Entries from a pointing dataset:
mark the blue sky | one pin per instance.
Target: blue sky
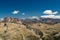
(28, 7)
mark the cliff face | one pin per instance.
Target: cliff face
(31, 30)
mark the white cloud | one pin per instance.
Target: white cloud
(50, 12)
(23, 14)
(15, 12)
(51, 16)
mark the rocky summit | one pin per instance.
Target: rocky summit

→ **PROBLEM DETAILS**
Write out all the records again with "pin" replaced by "marker" wherever it appears, keeping everything else the same. Leave the pictures out of your answer.

→ **EXERCISE RESULT**
mark the blue sky | one marker per instance.
Target: blue sky
(28, 7)
mark the cliff face | one marker per instance.
Target: cliff face
(31, 30)
mark the white cloud | one marker per instance.
Target: white cloud
(50, 12)
(23, 14)
(15, 12)
(51, 16)
mark the rocky summit | one marker per instance.
Target: rocky summit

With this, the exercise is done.